DATA TO PROCESS>
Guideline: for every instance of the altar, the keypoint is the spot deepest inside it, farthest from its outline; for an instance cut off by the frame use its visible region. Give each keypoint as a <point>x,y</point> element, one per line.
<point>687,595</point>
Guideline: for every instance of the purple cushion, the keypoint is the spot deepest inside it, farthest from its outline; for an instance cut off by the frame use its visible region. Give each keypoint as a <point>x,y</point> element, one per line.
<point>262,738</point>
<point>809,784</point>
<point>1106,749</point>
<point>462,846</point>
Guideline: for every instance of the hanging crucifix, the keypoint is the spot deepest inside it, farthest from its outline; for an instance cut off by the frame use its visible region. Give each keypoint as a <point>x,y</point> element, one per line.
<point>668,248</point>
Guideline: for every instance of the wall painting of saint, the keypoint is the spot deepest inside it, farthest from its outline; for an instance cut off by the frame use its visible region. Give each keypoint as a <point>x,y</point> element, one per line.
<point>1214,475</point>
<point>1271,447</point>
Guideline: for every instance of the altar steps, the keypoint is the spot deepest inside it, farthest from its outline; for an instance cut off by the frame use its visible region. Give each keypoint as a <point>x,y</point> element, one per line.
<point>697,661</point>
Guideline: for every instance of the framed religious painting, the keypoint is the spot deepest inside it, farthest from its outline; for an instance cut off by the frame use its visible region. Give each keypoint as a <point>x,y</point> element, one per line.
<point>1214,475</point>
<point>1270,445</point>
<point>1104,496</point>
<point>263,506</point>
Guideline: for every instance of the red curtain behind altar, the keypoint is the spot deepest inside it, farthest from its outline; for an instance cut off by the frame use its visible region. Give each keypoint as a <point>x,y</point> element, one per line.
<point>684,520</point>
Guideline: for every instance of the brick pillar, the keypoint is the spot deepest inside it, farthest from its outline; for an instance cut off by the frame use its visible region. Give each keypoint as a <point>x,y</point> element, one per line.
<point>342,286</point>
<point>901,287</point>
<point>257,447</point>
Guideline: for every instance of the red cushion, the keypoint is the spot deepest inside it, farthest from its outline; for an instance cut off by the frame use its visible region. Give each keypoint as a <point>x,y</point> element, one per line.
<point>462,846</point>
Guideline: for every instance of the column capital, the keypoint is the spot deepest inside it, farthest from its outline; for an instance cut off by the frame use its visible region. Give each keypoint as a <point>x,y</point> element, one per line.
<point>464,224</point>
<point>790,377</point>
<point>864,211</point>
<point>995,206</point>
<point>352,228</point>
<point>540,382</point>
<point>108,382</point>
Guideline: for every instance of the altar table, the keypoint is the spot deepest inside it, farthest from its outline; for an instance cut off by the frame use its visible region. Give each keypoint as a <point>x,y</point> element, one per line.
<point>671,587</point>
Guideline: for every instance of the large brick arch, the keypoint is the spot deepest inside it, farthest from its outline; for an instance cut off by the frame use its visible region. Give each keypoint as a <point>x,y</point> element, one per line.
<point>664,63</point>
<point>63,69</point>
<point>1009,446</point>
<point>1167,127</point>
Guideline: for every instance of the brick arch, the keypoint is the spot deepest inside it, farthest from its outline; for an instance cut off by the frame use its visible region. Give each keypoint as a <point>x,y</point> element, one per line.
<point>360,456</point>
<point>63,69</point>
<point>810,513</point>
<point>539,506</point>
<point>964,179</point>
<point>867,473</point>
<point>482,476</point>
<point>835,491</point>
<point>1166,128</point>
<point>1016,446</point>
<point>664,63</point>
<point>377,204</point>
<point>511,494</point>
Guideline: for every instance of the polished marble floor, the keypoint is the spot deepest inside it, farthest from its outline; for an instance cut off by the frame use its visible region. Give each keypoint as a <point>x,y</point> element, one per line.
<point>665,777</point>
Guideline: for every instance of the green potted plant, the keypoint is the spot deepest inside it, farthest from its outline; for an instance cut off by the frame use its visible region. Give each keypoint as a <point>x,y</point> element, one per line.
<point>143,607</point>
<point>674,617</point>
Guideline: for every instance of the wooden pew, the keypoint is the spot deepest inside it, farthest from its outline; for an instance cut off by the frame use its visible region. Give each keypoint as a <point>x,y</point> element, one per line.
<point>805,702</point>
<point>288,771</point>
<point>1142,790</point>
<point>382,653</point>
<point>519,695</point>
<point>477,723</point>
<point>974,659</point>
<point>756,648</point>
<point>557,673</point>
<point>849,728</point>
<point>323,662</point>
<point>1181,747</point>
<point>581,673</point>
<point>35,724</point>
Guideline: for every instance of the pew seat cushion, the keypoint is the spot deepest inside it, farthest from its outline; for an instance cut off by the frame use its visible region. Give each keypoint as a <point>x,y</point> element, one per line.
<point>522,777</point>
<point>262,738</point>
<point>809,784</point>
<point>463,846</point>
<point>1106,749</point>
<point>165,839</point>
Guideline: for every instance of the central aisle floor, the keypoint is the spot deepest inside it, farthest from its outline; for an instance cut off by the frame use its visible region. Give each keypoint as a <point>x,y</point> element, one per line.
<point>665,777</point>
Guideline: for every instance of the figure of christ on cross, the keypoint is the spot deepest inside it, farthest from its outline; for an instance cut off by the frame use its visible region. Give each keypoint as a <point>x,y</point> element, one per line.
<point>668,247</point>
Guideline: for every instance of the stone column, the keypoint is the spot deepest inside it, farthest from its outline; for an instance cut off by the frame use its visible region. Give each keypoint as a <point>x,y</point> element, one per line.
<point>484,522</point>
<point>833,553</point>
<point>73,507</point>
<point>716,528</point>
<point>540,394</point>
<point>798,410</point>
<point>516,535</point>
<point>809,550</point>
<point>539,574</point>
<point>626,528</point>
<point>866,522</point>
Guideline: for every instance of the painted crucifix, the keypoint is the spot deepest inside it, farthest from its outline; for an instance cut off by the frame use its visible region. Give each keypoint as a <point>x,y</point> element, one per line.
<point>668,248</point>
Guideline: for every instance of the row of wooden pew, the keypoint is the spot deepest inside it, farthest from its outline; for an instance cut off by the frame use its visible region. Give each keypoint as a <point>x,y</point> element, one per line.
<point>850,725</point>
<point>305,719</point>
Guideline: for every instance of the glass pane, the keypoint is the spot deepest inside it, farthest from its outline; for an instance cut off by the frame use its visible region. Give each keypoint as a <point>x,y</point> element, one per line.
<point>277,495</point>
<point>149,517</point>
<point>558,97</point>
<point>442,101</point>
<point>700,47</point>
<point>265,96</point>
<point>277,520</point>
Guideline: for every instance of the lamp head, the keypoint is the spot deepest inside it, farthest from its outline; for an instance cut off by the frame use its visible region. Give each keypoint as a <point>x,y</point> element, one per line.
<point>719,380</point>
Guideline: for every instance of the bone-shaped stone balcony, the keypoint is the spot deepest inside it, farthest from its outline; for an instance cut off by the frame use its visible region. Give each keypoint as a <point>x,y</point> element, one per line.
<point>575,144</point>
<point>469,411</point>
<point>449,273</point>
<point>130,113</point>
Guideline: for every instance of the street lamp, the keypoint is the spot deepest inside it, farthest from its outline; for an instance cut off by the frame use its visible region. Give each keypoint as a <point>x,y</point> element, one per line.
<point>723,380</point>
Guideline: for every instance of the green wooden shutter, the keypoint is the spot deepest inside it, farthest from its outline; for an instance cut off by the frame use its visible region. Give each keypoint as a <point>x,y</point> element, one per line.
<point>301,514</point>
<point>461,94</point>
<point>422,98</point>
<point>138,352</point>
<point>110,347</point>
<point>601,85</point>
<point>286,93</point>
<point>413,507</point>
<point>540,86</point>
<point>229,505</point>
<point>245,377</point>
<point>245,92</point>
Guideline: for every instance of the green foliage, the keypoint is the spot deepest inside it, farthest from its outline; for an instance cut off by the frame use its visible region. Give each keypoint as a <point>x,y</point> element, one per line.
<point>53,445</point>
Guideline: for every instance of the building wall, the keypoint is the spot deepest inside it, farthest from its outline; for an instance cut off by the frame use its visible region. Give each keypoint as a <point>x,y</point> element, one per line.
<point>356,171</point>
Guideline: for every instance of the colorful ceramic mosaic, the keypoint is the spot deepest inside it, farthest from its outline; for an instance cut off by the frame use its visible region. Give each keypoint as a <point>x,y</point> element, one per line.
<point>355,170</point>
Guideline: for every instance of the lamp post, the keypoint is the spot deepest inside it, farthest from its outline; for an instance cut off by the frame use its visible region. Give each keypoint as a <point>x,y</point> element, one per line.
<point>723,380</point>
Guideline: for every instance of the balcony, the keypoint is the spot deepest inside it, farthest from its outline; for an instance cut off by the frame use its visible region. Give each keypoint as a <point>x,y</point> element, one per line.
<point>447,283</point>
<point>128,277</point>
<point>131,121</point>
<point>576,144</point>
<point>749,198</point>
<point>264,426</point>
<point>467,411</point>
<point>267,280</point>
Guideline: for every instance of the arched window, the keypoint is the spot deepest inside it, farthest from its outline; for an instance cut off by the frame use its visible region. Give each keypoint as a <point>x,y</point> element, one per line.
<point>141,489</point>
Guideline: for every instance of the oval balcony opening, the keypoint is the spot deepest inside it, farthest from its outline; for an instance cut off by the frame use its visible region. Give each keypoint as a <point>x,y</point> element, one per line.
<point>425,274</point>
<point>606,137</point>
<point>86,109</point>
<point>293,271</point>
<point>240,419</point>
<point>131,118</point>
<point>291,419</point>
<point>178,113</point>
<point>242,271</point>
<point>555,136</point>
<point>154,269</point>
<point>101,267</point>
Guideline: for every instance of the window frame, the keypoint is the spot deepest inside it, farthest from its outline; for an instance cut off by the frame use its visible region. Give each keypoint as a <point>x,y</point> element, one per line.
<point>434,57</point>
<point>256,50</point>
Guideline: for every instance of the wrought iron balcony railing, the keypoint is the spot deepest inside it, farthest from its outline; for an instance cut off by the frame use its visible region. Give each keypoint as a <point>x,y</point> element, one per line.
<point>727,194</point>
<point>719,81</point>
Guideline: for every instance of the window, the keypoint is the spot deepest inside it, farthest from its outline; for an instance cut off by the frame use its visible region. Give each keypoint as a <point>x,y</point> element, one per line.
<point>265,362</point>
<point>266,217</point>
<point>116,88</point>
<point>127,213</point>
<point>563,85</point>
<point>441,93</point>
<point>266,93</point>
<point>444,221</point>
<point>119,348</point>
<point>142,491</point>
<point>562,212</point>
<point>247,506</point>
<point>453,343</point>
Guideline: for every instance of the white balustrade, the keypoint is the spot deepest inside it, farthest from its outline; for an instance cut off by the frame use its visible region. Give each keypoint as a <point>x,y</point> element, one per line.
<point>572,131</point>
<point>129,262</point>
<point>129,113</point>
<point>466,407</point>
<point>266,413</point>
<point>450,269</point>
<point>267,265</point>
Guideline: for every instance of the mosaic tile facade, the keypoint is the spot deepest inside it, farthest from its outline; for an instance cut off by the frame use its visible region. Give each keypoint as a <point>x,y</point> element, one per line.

TASK GOAL>
Everything from the line with "Guideline: for every instance of the white" through the last line of the material above should be echoed exactly, and nothing else.

THE ANSWER>
Guideline: for every instance of the white balustrade, the keypoint is the spot deepest inside it, farthest from its outline; for an instance cut off by the frame use its visible region. Give each keypoint as a <point>x,y</point> element, one per line.
<point>572,131</point>
<point>129,262</point>
<point>129,113</point>
<point>466,407</point>
<point>266,413</point>
<point>450,269</point>
<point>267,265</point>
Guideline: for every instance of the mosaic tile facade, the keypoint is the spot deepest inside it, farthest from its outline; for an instance cut off by the frame use its visible region. Give each keypoint as a <point>x,y</point> element, one per line.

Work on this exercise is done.